The problem: Put the lines of the items from the line containing "Emit one marker per instance in this form: [(6, 55)]." to the line containing "102), (40, 53)]", both included, into a numbered list, skipping any blank lines.

Stored rows:
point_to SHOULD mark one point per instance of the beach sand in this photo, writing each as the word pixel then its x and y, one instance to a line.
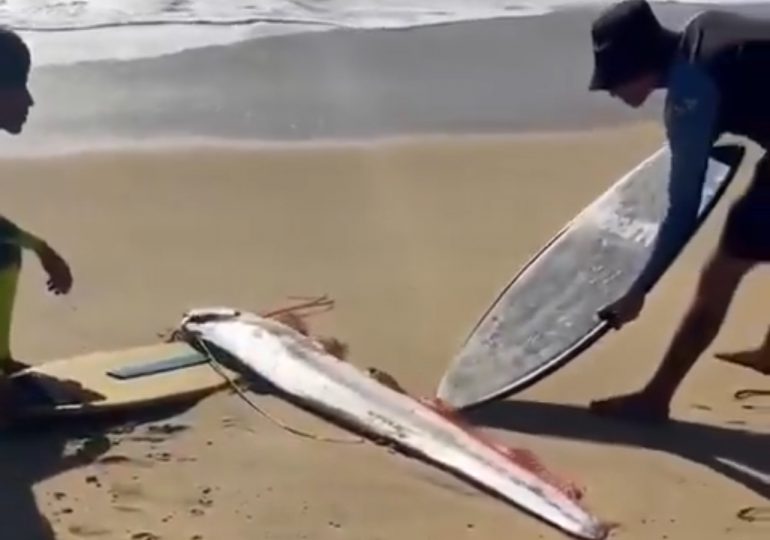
pixel 413 239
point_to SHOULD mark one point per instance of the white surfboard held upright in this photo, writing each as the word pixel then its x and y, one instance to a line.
pixel 297 365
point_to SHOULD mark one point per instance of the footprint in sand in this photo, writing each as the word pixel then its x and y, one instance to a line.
pixel 127 491
pixel 118 459
pixel 86 531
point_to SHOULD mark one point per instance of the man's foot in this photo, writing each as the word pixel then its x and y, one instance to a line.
pixel 757 360
pixel 638 407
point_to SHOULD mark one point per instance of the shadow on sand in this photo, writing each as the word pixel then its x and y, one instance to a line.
pixel 31 454
pixel 741 455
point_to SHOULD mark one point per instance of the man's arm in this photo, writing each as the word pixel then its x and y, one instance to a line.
pixel 60 277
pixel 691 116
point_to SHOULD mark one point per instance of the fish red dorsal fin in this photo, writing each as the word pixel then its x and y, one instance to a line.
pixel 526 459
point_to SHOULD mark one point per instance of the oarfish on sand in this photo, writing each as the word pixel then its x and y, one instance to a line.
pixel 297 365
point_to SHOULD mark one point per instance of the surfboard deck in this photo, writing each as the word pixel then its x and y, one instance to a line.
pixel 547 314
pixel 106 381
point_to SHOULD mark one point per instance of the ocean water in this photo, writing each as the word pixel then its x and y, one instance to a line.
pixel 71 31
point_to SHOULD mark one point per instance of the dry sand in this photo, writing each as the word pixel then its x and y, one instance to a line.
pixel 413 239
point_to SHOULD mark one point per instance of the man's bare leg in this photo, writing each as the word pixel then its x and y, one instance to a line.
pixel 718 282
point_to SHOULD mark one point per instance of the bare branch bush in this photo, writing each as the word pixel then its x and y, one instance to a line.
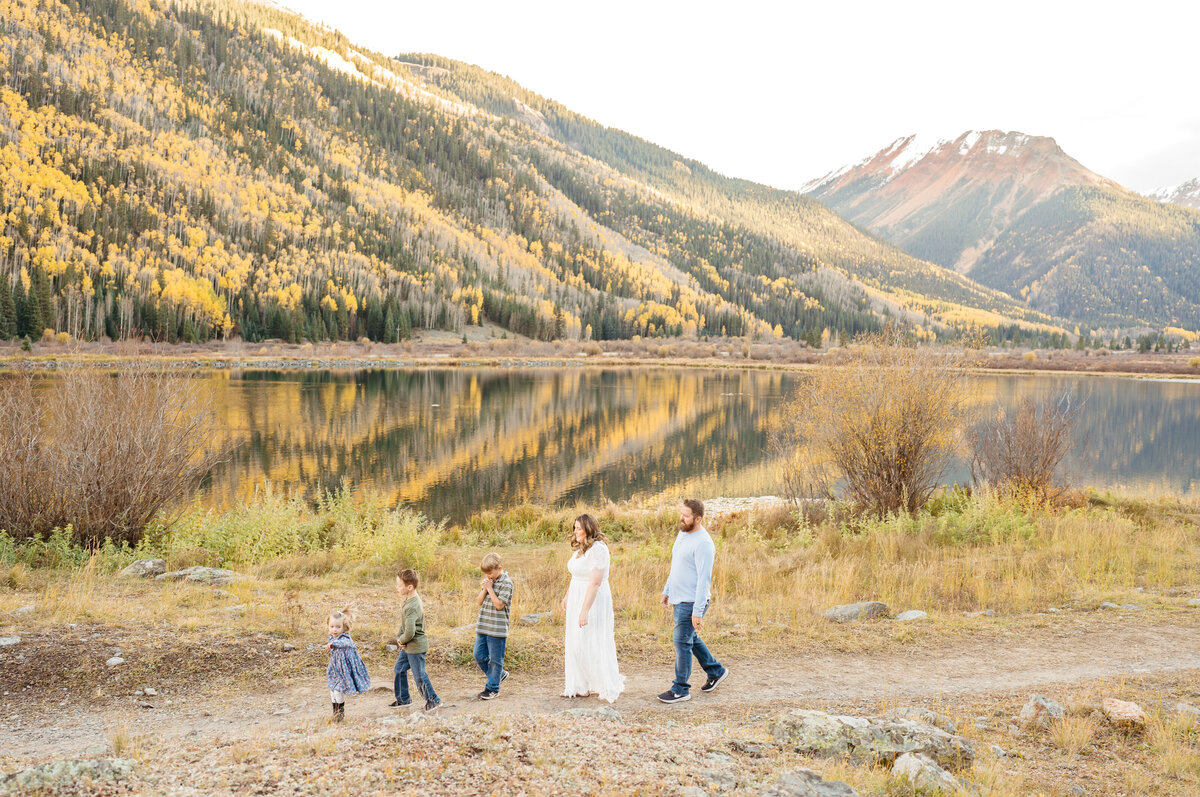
pixel 881 425
pixel 103 453
pixel 1019 450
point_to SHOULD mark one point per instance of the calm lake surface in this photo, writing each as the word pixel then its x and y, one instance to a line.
pixel 453 442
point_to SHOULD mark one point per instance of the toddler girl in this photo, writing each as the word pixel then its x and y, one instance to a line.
pixel 346 675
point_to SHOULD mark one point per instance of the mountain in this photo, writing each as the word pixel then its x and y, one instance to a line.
pixel 201 168
pixel 1185 193
pixel 1015 213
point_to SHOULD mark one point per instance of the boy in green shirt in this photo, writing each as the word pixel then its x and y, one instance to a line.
pixel 413 645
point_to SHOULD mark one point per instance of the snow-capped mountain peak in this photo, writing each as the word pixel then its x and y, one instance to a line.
pixel 1185 193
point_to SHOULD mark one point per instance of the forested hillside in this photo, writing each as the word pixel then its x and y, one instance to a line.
pixel 199 169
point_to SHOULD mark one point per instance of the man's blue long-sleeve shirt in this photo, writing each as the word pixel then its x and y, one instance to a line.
pixel 691 570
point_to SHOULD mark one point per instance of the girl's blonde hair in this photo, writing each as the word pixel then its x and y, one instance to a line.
pixel 345 615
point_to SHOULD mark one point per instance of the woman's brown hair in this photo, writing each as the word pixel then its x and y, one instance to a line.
pixel 591 533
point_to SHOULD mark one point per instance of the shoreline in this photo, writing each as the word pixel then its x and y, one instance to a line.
pixel 192 361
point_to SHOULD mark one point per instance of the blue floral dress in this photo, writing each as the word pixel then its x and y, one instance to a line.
pixel 346 672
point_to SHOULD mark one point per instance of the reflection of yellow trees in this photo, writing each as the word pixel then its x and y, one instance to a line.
pixel 540 438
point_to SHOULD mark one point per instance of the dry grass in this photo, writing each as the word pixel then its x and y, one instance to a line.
pixel 774 574
pixel 1073 733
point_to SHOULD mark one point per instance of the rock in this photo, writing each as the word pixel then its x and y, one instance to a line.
pixel 201 575
pixel 60 775
pixel 1123 714
pixel 855 612
pixel 925 775
pixel 1041 711
pixel 911 615
pixel 805 783
pixel 603 712
pixel 923 715
pixel 876 739
pixel 144 569
pixel 718 780
pixel 747 748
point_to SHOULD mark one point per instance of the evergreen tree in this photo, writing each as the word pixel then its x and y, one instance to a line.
pixel 29 313
pixel 7 311
pixel 40 291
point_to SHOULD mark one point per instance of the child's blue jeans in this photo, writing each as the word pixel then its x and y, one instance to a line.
pixel 414 661
pixel 490 658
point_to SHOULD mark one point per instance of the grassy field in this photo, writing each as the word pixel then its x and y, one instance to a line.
pixel 777 571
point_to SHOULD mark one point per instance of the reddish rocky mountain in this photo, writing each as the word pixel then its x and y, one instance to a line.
pixel 1017 213
pixel 948 201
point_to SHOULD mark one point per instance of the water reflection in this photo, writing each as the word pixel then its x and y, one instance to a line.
pixel 453 442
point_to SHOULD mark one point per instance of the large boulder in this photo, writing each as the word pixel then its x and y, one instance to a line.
pixel 199 574
pixel 1123 714
pixel 875 739
pixel 85 775
pixel 925 775
pixel 805 783
pixel 144 569
pixel 855 612
pixel 1041 711
pixel 601 712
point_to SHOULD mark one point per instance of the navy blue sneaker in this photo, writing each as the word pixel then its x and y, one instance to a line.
pixel 671 696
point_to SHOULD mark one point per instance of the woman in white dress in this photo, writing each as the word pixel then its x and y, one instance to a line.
pixel 591 659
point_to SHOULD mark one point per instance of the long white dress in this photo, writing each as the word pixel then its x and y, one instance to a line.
pixel 591 659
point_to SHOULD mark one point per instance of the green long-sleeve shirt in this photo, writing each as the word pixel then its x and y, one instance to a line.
pixel 412 630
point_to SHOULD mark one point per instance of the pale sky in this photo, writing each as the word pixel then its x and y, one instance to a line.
pixel 781 93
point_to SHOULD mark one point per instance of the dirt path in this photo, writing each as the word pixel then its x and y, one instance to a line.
pixel 1069 651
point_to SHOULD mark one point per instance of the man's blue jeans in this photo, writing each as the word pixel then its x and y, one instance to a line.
pixel 414 661
pixel 689 643
pixel 490 658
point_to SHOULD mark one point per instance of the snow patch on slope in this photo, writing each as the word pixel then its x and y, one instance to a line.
pixel 1185 193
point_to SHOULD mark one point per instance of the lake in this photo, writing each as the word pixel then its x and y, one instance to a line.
pixel 451 442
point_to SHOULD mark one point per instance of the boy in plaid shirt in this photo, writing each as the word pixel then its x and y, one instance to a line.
pixel 495 600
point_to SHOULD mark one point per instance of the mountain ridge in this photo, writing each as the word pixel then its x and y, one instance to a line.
pixel 1018 214
pixel 197 169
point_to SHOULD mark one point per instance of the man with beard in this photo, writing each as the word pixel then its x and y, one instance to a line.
pixel 688 593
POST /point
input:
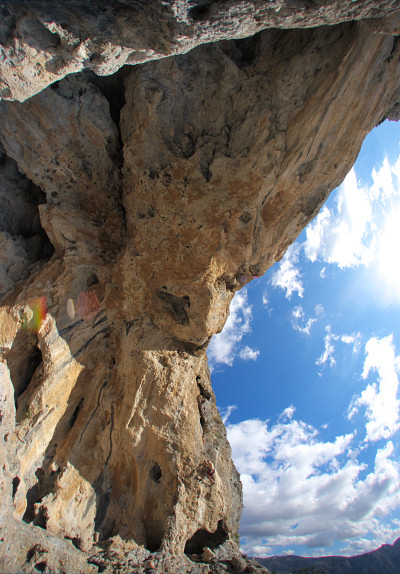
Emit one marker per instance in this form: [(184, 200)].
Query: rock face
[(41, 42), (135, 205)]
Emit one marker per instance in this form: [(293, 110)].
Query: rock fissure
[(163, 189)]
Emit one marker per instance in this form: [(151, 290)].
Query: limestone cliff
[(133, 207)]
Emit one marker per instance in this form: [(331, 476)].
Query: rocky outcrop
[(160, 191), (41, 42)]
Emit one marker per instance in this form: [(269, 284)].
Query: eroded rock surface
[(162, 189), (41, 41)]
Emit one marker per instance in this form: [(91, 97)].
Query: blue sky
[(306, 374)]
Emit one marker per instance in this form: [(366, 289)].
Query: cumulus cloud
[(248, 354), (225, 346), (380, 398), (300, 322), (340, 236), (328, 355), (299, 489), (287, 276)]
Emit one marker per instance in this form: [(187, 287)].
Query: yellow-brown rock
[(163, 190)]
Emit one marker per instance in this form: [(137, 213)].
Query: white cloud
[(225, 346), (300, 322), (341, 237), (328, 355), (248, 354), (287, 276), (299, 489), (380, 398)]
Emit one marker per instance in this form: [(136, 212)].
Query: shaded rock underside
[(133, 207)]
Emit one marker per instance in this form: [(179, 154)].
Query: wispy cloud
[(248, 354), (340, 236), (380, 398), (328, 355), (225, 346), (299, 489), (287, 276), (300, 322)]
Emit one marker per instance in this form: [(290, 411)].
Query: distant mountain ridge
[(384, 560)]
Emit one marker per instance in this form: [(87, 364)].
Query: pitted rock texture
[(162, 189), (41, 41)]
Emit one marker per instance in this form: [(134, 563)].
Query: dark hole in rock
[(112, 88), (92, 280), (76, 541), (98, 563), (176, 305), (246, 50), (23, 359), (154, 540), (203, 391), (35, 552), (245, 217), (76, 413), (16, 482), (41, 518), (155, 472), (203, 538)]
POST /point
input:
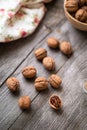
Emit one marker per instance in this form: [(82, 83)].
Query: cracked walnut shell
[(41, 84), (40, 53), (29, 72), (55, 102), (49, 63), (13, 84), (24, 102), (66, 48), (55, 81)]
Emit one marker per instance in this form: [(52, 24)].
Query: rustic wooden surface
[(73, 70)]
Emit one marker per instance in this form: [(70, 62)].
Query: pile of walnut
[(78, 9), (42, 83)]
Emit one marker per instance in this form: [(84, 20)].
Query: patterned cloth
[(20, 18)]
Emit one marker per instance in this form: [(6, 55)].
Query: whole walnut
[(52, 42), (81, 15), (13, 84), (29, 72), (71, 6), (24, 102), (41, 84), (40, 53), (85, 8), (49, 63), (81, 2), (86, 21), (66, 48), (55, 81), (55, 102)]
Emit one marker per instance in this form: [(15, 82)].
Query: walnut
[(55, 81), (41, 84), (71, 6), (24, 102), (52, 42), (85, 8), (49, 63), (29, 72), (81, 15), (13, 84), (66, 48), (55, 102), (40, 53)]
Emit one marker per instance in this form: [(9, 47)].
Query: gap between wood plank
[(39, 92)]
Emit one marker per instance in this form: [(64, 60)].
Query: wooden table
[(72, 70)]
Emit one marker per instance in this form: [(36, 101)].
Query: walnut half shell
[(55, 102)]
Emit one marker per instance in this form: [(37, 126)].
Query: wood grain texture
[(73, 71)]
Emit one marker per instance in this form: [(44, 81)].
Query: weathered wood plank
[(9, 110), (73, 115), (13, 54)]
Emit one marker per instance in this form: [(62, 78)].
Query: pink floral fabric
[(19, 18)]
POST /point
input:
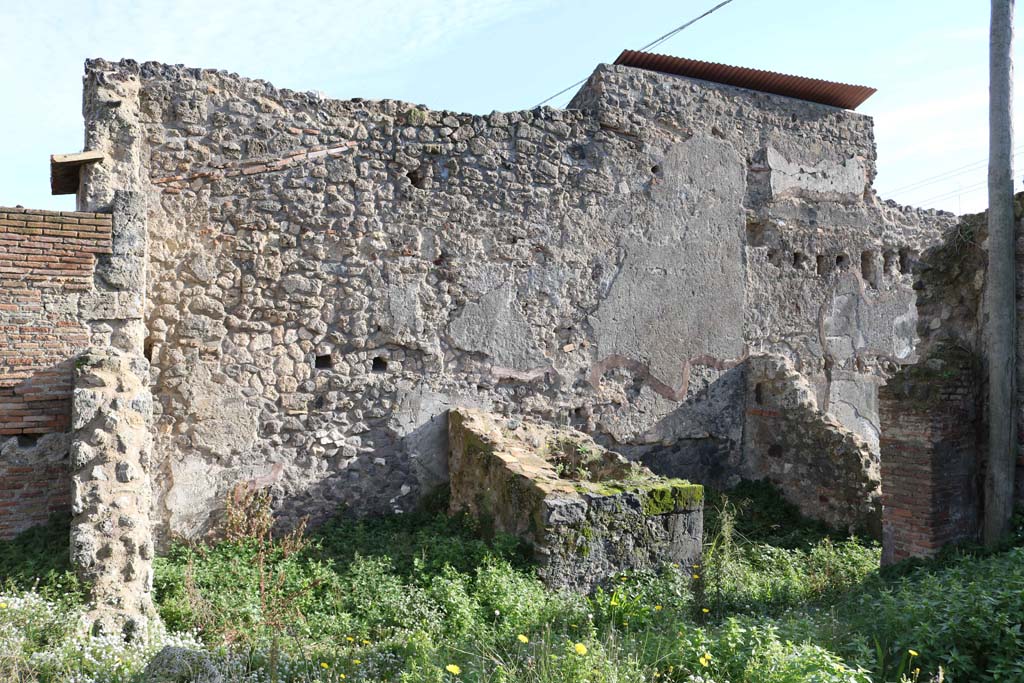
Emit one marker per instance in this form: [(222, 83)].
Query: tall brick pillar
[(931, 493)]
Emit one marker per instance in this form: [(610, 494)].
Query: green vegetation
[(421, 598)]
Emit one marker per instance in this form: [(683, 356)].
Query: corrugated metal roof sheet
[(811, 89)]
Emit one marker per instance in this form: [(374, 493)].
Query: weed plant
[(424, 598)]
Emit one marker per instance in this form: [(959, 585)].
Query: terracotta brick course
[(45, 258), (930, 476)]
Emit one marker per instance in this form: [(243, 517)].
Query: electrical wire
[(945, 175), (653, 43)]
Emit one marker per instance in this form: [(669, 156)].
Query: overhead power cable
[(960, 170), (653, 43), (951, 194)]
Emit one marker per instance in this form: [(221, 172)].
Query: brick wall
[(47, 262), (931, 486)]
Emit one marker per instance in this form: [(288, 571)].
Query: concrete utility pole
[(1000, 299)]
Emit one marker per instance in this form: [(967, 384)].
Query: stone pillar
[(112, 548)]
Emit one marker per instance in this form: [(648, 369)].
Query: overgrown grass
[(422, 598)]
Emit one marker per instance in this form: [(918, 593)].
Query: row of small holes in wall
[(326, 361), (868, 269)]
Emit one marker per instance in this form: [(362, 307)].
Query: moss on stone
[(415, 117), (671, 496)]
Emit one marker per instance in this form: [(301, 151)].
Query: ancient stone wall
[(111, 543), (586, 513), (329, 276)]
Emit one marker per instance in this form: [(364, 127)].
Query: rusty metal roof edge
[(833, 93)]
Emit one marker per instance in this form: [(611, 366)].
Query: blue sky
[(927, 57)]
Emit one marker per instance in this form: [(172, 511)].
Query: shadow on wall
[(817, 464), (35, 414), (699, 440)]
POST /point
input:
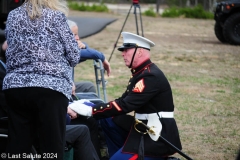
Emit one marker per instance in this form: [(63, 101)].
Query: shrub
[(196, 12), (83, 7), (150, 12)]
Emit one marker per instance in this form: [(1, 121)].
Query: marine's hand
[(106, 66), (81, 45), (81, 108), (71, 113)]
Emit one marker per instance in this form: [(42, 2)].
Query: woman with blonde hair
[(41, 52)]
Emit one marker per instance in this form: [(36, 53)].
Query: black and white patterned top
[(41, 52)]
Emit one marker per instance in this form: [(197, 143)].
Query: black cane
[(165, 141)]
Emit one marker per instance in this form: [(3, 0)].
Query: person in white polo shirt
[(149, 94)]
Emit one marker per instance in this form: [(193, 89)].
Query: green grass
[(196, 12)]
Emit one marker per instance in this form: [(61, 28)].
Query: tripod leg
[(115, 45), (141, 19)]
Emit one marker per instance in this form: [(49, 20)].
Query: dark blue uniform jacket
[(148, 91)]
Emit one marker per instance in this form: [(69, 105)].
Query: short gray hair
[(71, 23)]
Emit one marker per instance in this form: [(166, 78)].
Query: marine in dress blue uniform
[(149, 94)]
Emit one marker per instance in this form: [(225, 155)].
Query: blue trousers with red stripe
[(124, 156)]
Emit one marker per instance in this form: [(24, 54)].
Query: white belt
[(161, 114)]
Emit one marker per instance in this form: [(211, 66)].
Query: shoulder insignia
[(116, 106), (139, 87)]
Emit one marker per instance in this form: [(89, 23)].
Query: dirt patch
[(203, 73)]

Output of the exercise:
1. Emit one marker per instance in this form: [(6, 55)].
2. Query: whole walnut
3. [(52, 42), (81, 15), (13, 84), (29, 72), (71, 6), (24, 102), (41, 84), (40, 53), (85, 8), (49, 63), (81, 2), (86, 21), (66, 48), (55, 81), (55, 102)]
4. Emit one marker per instance in this form: [(15, 82)].
5. Query: walnut
6. [(55, 81), (41, 84), (71, 6), (24, 102), (52, 42), (85, 8), (49, 63), (29, 72), (81, 15), (13, 84), (66, 48), (55, 102), (40, 53)]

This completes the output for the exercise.